WORK TO COMPLETE:
**A.** Translate this sentence from the text on fiduciary liability insurance below into Spanish: "In the financial world, a fiduciary ideally works solely for the benefit of their client."
**B.** In the text on fiduciary liability insurance below, why did employees sue a large bank?

What is Fiduciary Liability Insurance?
fiduciary liability insurance
fiduciary liability insurance

Fiduciary liability insurance protects companies from lawsuits if they makes errors or fails to act in employees’ best interests. For example, if beneficiaries of a 401 (k) plan accuse administrators of charging excessive fees, the insurance pays the company’s legal-defense costs, settlement, and damages. Here’s how.

Fiduciary Risks

In the financial world, a fiduciary ideally works solely for the benefit of their client. Therefore, they shouldn’t seek personal gain or sway their clients into particular products in exchange for payment from companies. There are a number of ways businesses expose themselves to risk of a lawsuit claiming breach of fiduciary duty. They include:

  • Negligent or poor investment management.

  • Charging excessive fees.

  • Inadequate diversification of plan assets.

  • Having a conflict of interest.

For example, employees sued a large bank for directing 401(k) retirement investments into its own mutual funds. The lawsuit accuses those funds of being overpriced and underperforming.

INFORMATION:
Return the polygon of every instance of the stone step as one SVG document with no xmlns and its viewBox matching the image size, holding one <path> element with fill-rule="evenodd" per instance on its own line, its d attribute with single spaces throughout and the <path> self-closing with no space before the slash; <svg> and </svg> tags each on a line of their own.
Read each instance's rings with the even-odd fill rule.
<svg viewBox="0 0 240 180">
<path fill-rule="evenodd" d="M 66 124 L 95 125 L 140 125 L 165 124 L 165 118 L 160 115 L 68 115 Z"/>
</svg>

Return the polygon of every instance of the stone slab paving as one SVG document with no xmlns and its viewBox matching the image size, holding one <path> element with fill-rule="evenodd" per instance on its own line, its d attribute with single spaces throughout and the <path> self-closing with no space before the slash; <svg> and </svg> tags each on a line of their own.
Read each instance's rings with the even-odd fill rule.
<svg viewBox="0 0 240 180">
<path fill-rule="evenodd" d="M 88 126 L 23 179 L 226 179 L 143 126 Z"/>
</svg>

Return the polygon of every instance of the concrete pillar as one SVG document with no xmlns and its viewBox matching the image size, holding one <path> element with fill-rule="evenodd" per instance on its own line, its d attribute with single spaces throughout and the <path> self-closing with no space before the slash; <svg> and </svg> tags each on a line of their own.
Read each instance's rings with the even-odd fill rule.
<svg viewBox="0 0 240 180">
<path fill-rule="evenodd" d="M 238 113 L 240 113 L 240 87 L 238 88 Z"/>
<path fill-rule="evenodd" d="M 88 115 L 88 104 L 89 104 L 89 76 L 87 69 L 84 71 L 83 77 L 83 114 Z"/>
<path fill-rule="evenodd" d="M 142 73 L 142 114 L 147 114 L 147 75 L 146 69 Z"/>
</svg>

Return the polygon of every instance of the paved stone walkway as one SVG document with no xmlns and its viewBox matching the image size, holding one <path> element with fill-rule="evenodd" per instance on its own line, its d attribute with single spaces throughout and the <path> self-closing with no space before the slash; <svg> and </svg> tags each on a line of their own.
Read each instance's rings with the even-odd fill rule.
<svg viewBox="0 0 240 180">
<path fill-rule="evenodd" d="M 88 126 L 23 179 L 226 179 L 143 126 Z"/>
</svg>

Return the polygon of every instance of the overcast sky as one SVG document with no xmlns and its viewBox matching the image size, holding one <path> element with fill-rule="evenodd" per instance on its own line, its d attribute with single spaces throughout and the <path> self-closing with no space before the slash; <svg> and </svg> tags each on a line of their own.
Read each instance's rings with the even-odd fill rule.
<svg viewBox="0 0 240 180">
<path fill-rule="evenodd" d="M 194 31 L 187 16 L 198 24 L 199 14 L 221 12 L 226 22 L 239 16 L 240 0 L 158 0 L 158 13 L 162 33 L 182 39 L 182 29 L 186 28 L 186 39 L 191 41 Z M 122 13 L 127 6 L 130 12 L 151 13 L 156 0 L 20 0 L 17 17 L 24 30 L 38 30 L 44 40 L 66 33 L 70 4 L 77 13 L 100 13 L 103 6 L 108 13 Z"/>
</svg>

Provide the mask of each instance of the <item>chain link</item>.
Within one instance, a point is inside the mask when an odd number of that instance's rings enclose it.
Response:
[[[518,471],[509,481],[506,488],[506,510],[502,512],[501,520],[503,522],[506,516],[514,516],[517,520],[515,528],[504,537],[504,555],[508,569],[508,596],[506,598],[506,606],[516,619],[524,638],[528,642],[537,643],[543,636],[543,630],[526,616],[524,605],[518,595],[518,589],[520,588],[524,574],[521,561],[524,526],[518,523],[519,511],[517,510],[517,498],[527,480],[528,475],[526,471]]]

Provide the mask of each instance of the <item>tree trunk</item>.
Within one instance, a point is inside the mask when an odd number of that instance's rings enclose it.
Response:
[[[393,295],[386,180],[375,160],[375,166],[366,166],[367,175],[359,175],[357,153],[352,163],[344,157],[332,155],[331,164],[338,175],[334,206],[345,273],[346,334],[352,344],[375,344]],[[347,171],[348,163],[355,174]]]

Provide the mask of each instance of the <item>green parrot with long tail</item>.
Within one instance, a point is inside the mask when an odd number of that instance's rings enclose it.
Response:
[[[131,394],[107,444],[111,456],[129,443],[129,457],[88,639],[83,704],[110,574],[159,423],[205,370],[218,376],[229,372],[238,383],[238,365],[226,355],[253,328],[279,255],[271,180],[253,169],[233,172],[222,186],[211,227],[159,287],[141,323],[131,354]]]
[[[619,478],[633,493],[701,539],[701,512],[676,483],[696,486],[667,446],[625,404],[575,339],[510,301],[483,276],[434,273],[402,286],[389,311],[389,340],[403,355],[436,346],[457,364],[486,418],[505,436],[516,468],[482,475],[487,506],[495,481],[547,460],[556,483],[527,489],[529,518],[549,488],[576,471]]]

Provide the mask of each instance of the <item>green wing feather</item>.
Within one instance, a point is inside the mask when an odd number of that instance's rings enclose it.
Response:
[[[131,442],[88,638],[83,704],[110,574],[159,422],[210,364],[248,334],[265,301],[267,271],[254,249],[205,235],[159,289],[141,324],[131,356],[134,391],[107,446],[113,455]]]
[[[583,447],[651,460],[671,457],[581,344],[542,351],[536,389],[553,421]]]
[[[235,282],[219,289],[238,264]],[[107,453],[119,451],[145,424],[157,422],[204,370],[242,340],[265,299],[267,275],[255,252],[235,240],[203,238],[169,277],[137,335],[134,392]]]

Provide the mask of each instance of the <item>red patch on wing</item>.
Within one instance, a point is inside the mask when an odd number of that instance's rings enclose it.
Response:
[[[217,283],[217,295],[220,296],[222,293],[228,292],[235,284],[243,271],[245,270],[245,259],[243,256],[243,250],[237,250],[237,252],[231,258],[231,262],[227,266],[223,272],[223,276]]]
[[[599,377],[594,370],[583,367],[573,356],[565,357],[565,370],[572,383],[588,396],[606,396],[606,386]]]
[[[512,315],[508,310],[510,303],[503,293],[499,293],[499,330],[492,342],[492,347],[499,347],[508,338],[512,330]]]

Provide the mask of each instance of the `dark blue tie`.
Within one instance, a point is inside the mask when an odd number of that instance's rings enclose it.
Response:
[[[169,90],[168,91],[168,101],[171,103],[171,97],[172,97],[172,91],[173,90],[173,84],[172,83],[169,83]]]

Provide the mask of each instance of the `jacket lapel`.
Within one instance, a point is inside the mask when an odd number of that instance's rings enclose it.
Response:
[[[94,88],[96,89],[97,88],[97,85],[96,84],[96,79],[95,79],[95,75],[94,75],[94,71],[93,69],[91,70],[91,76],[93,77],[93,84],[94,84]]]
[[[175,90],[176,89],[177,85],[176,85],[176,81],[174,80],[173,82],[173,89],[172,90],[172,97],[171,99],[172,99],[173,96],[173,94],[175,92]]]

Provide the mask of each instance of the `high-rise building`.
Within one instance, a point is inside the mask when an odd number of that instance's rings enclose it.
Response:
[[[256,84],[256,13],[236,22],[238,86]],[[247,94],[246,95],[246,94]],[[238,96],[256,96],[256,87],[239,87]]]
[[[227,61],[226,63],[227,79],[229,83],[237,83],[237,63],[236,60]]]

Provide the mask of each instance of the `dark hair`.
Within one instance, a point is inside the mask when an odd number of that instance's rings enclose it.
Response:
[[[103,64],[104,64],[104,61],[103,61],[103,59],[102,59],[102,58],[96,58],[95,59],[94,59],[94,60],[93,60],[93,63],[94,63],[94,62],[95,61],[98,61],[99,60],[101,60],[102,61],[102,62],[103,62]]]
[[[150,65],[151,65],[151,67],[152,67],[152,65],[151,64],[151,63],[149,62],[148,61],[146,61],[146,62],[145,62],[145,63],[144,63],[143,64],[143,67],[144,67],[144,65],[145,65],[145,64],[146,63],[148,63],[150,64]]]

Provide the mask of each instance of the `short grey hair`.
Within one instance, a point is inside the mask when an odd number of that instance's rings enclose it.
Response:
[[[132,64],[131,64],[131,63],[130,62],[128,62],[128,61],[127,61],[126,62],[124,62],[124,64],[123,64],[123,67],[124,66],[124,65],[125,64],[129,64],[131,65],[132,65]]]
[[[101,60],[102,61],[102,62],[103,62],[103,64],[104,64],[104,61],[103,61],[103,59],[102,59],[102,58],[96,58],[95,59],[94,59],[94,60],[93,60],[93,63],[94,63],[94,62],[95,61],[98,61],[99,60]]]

ANSWERS BY ITEM:
**A.** En el mundo financiero, lo ideal es que un fiduciario trabaje únicamente en beneficio de su cliente.

**B.** They sued the bank for directing 401(k) retirement investments into its own mutual funds.